• _Problems and tasks_:
A: From the forum thread on migration agent fees, extract the passage starting with "I guess you've" and going on through "on top. ;-)", copied word for word.
B: Pick out every line of the listing that contains the string "shirt", matching case exactly, and copy each one as it appears.

>> Start Quoted passage

Here's the thing. I've already done most of the hard yards, and am finalising the ones that are left. I've got the skill assessment letter already (for which the same firm would have charged me an extra $1500 + assessment fees). There really isn't anything hard to do that I don't already have in progress. I literally want to pay the migration agent to read over my paperwork and call it decision ready, and do the same for the employer paperwork (this employer has sponsored multiple PR's before, so they know what they've had to do in the past). $3500 seems extreme for this, but that's how people seem to be quoting.

I've spent weeks getting fingerprints done, months getting a statement of service from a former employer in the US, and nights talking on the phone to random entities back in the US rather than sleeping. I've already done 99% of the work that that $3600 covers. I just need the official MA approval of what I've done.

I don't know if the employer and employee parts have to be done by the same agent, or whether they can be done separately, do you?

Has anyone had success in doing what I want to do, walking into a migration agent's office with completed paperwork and asking, "Is this right? Will you sign this checklist?" and getting a better deal than $3500? Could you private message me the name of an agent you've used successfully and what the outcome was?

I'm in Sydney and would prefer an agent in this area or Canberra.

Any ideas?


----------



## dicklittle (Sep 24, 2012)

I am not applying for your visa type but it must be possible to do as you say. We spoke to a few agents about using them for a partner visa before deciding to go it alone. When speaking to them, when they could see i was pretty confident I could go it alone without an agent they started offering a cut down check service for half the fee or less. Im sure if u speak to enough agents and make it clear its not an option for them to get the full service charge off you they might do a deal


----------



## 457holder (Nov 5, 2012)

Thank you, dl.

I guess you've just given me some way to fill my lunch hours now that my situation is primarily that of playing a waiting game for police check documents to come in.

I've tried talking with MA's before, and still got quotes along those lines. HOWEVER, I haven't spoken with any since I've created my Binder of Evidence (all of the stuff I need to file my app), complete with "originals", "certified copies ready to go" and "pending mailed items awaiting response" folders, and with the Excel spreadsheet file I'm using to track progress and completion of all required tasks and any communications and random information required, and my own copy of the DRC on top. ;-)

Since I can now speak authoritatively about what I've done -- and in fact indicate that I was able to get timeframes sped up on things on my own, without an agent's assistance -- I am probably in a better position to bargain in this manner.

Tomorrow, I'll start at the A's, and work my way down.  Still looking for specific suggestions, if anyone has any, though.


----------



## Biggy (Jul 13, 2013)

Lets be honest mate, if you have done 99% of the work yourself which is the exact situation I'm in I would go alone. I opted to go for Global Visa's as I'm doing the ENS 186 from offshore and it was mainly to help my sponsor out as they have never done it before. This company can't even certify my paperwork which is absolutely ridiculous!! The only reason being on your case is your employer would have to do the nomination application himself instead of having you pay for an agent to do all the easy work for him. If you know your employer well enough that he would share with you his business incomes etc. maybe you could work this out together so you can do all the work the agent would do. If you have any problems just post here or even pay an agent for an hour at the most.


----------



## Biggy (Jul 13, 2013)

>> End Quoted passage
>> Start Input rows

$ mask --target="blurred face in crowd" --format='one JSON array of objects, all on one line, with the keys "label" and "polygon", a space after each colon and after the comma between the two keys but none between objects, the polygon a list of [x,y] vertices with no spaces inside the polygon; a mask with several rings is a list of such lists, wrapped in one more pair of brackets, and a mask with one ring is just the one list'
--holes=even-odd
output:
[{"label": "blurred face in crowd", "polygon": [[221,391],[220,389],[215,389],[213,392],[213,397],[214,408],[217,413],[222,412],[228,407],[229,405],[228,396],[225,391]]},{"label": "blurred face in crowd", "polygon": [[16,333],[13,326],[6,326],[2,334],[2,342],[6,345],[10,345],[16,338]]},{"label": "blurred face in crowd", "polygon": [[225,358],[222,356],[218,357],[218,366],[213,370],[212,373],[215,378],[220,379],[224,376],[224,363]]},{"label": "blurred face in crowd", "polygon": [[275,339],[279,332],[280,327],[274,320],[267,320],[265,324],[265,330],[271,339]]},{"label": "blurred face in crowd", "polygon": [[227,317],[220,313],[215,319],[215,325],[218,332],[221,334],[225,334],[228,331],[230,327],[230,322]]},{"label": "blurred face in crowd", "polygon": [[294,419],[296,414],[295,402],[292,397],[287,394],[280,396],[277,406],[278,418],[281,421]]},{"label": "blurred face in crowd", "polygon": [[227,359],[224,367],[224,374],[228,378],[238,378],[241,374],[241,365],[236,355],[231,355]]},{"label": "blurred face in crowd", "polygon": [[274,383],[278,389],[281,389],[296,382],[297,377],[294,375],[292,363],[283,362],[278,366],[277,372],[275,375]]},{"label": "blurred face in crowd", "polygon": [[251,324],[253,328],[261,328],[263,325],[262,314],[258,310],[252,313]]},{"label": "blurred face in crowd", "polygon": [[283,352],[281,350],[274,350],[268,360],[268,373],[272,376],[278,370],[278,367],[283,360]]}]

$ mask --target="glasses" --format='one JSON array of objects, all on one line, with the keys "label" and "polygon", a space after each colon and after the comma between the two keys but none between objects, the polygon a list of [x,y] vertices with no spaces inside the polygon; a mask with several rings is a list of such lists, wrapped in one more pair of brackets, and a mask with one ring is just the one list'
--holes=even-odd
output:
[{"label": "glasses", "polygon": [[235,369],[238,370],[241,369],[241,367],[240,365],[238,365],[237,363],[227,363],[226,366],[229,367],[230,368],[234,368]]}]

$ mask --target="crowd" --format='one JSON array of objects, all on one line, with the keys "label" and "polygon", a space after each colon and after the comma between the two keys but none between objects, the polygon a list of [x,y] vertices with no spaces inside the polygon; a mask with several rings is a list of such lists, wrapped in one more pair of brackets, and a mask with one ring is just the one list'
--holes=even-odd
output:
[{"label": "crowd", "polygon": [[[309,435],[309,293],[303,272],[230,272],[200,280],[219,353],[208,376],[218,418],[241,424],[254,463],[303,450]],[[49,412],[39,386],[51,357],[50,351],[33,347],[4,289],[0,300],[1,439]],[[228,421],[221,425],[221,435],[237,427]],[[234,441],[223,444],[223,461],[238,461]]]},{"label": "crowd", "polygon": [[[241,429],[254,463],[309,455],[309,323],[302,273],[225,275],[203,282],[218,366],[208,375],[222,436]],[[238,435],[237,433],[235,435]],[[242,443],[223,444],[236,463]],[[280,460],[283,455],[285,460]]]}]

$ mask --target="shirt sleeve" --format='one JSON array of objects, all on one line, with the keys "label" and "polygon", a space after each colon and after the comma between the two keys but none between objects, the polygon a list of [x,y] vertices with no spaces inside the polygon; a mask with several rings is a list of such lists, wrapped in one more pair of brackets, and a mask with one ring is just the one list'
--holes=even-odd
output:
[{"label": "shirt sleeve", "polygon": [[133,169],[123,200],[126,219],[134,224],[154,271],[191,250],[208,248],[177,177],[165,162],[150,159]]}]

>> End Input rows

• _Outputs in order_:
A:
I guess you've just given me some way to fill my lunch hours now that my situation is primarily that of playing a waiting game for police check documents to come in.

I've tried talking with MA's before, and still got quotes along those lines. HOWEVER, I haven't spoken with any since I've created my Binder of Evidence (all of the stuff I need to file my app), complete with "originals", "certified copies ready to go" and "pending mailed items awaiting response" folders, and with the Excel spreadsheet file I'm using to track progress and completion of all required tasks and any communications and random information required, and my own copy of the DRC on top. ;-)

B:
$ mask --target="shirt sleeve" --format='one JSON array of objects, all on one line, with the keys "label" and "polygon", a space after each colon and after the comma between the two keys but none between objects, the polygon a list of [x,y] vertices with no spaces inside the polygon; a mask with several rings is a list of such lists, wrapped in one more pair of brackets, and a mask with one ring is just the one list'
[{"label": "shirt sleeve", "polygon": [[133,169],[123,200],[126,219],[134,224],[154,271],[191,250],[208,248],[177,177],[165,162],[150,159]]}]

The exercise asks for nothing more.